Region annotation entries
•••

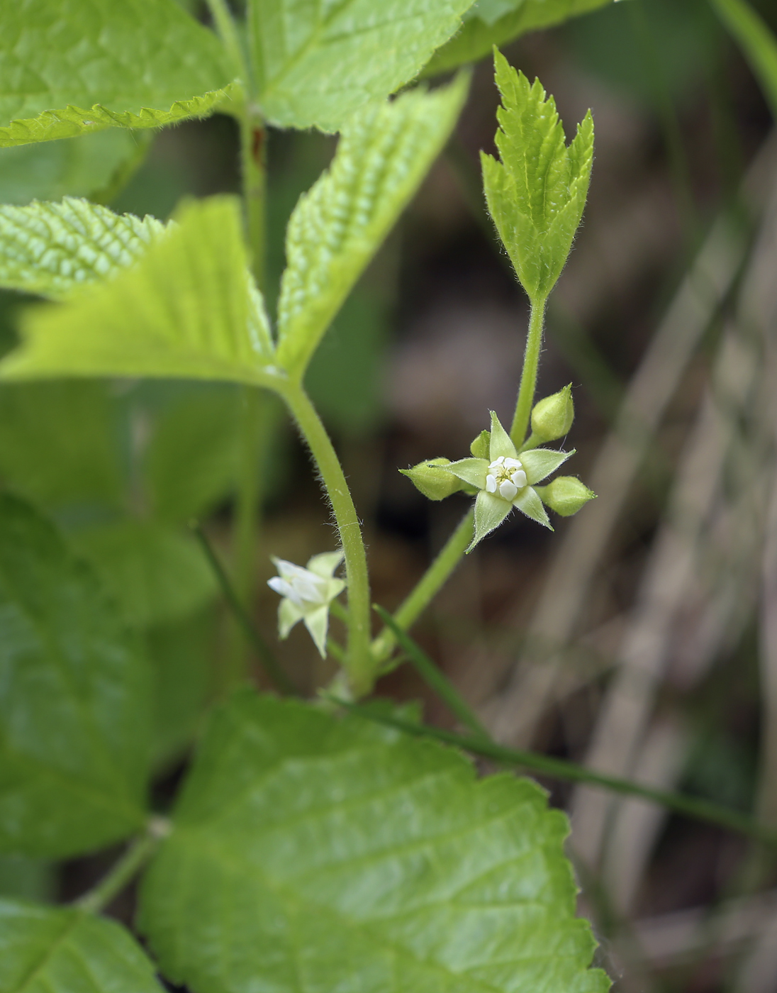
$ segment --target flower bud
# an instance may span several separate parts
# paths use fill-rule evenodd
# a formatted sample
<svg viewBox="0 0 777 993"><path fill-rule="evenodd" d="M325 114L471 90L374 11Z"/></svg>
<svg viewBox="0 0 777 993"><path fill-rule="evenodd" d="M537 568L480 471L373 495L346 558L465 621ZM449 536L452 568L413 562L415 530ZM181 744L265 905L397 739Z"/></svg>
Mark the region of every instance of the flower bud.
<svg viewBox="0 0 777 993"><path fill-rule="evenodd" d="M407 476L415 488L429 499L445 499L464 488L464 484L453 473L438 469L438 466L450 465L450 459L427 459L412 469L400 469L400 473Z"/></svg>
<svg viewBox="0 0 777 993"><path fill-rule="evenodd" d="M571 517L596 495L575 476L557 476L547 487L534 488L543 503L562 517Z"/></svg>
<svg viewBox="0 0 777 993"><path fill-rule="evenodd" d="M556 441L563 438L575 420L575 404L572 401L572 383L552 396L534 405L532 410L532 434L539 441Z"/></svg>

•••

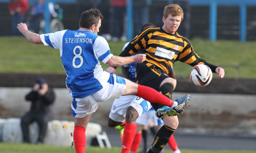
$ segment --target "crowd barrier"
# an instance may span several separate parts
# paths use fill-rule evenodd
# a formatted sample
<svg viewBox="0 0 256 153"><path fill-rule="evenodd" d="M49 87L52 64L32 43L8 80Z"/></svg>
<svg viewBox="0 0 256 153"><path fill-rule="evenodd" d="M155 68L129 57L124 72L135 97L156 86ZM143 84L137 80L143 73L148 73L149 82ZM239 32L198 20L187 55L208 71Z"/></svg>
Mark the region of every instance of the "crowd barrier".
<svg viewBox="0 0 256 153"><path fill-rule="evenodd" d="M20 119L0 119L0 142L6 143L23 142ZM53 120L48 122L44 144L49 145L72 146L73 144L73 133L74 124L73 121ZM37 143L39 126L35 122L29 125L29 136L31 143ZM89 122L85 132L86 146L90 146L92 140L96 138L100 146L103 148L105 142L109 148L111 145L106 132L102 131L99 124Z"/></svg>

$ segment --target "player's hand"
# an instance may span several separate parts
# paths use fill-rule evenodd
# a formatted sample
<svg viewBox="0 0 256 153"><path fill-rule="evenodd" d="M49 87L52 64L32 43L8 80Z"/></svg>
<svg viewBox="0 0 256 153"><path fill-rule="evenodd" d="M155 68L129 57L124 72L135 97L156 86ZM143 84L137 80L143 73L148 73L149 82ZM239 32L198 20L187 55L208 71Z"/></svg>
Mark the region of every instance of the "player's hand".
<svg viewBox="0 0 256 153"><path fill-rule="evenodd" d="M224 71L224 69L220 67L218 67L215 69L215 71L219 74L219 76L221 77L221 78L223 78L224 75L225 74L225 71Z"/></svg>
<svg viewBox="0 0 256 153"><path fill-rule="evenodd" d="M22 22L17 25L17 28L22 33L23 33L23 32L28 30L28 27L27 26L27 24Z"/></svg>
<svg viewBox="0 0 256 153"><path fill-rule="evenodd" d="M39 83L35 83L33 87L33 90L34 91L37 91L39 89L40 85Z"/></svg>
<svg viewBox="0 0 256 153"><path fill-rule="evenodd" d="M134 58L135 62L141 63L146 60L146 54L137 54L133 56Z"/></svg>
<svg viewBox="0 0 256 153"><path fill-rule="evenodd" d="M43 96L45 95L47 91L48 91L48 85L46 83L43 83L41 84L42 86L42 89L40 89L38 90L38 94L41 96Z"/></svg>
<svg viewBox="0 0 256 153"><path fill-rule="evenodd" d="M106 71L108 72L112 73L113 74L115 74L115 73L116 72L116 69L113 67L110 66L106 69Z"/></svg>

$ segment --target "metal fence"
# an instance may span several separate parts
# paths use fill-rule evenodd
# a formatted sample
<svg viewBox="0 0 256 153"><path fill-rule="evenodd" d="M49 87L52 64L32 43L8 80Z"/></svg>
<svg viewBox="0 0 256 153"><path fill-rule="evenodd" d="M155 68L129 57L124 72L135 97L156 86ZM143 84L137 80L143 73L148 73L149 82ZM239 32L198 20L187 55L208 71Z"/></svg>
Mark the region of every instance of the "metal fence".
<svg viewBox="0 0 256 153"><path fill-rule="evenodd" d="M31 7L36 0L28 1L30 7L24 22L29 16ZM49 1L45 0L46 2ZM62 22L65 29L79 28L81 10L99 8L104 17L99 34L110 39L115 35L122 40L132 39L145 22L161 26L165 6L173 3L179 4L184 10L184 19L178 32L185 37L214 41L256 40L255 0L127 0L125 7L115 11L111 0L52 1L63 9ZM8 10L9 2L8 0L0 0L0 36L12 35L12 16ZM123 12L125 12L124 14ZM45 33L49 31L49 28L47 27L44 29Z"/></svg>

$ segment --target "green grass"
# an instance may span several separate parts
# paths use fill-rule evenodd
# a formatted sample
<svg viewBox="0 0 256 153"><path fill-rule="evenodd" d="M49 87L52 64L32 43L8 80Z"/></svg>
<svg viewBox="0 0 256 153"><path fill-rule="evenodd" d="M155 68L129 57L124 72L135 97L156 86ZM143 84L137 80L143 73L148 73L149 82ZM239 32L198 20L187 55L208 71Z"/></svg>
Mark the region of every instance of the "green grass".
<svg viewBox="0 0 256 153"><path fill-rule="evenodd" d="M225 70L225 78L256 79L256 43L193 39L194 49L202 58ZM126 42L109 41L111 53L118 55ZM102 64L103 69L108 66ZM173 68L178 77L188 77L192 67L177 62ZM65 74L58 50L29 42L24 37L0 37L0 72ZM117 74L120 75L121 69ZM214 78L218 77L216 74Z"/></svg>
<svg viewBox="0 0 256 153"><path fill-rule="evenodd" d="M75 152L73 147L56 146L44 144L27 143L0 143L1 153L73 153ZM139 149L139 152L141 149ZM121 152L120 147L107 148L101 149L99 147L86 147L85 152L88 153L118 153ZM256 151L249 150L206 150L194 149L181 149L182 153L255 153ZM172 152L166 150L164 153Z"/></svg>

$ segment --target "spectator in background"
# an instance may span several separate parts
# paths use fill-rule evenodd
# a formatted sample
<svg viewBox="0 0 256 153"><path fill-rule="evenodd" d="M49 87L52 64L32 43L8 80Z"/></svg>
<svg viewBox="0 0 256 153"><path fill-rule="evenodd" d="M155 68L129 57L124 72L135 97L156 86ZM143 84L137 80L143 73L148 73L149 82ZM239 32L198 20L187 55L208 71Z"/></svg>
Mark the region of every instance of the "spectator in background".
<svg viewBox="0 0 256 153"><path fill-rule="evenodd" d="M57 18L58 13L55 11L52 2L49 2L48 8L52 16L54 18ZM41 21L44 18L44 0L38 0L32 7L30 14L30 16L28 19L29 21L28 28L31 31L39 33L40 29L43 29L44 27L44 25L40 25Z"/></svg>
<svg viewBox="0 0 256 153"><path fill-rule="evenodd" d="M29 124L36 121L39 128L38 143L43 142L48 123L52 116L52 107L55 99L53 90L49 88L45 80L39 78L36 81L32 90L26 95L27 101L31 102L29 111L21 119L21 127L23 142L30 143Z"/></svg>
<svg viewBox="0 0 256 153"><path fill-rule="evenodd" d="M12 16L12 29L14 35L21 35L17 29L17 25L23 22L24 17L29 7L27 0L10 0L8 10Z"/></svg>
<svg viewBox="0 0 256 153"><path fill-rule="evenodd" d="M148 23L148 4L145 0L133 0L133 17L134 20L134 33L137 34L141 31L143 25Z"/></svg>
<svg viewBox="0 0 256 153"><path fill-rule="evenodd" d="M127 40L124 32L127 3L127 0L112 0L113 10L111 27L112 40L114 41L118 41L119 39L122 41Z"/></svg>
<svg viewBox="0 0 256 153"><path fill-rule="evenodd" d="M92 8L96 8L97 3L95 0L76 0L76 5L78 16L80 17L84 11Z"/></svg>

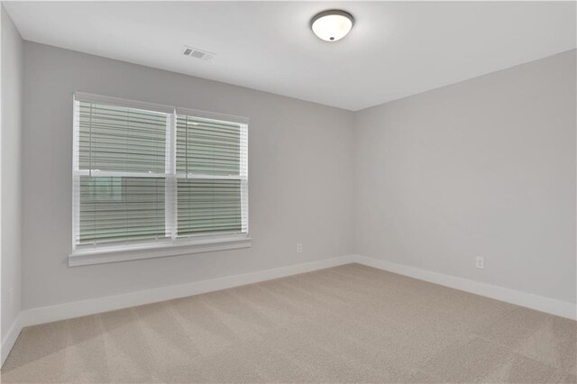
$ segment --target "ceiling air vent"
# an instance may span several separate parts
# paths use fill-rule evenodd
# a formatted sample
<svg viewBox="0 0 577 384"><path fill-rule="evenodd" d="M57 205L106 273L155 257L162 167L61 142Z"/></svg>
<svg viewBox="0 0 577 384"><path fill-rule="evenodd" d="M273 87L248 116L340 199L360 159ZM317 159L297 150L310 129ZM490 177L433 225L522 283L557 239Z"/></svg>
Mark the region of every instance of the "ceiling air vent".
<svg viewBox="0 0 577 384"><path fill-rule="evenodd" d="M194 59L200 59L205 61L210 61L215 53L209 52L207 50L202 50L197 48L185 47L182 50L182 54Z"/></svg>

•••

▸ What the exercise asks
Return word for word every line from the one containing "--target flower bud" through the one containing "568L480 471L373 495L346", with both of those lines included.

▸ Answer to the task
$ segment --target flower bud
# an instance may span several separate parts
# paths use fill-rule evenodd
# a formatted sample
<svg viewBox="0 0 777 993"><path fill-rule="evenodd" d="M325 114L471 90L374 11Z"/></svg>
<svg viewBox="0 0 777 993"><path fill-rule="evenodd" d="M537 568L480 471L373 495L346 558L465 621ZM449 536L452 568L413 562L415 530ZM181 744L265 905L397 739Z"/></svg>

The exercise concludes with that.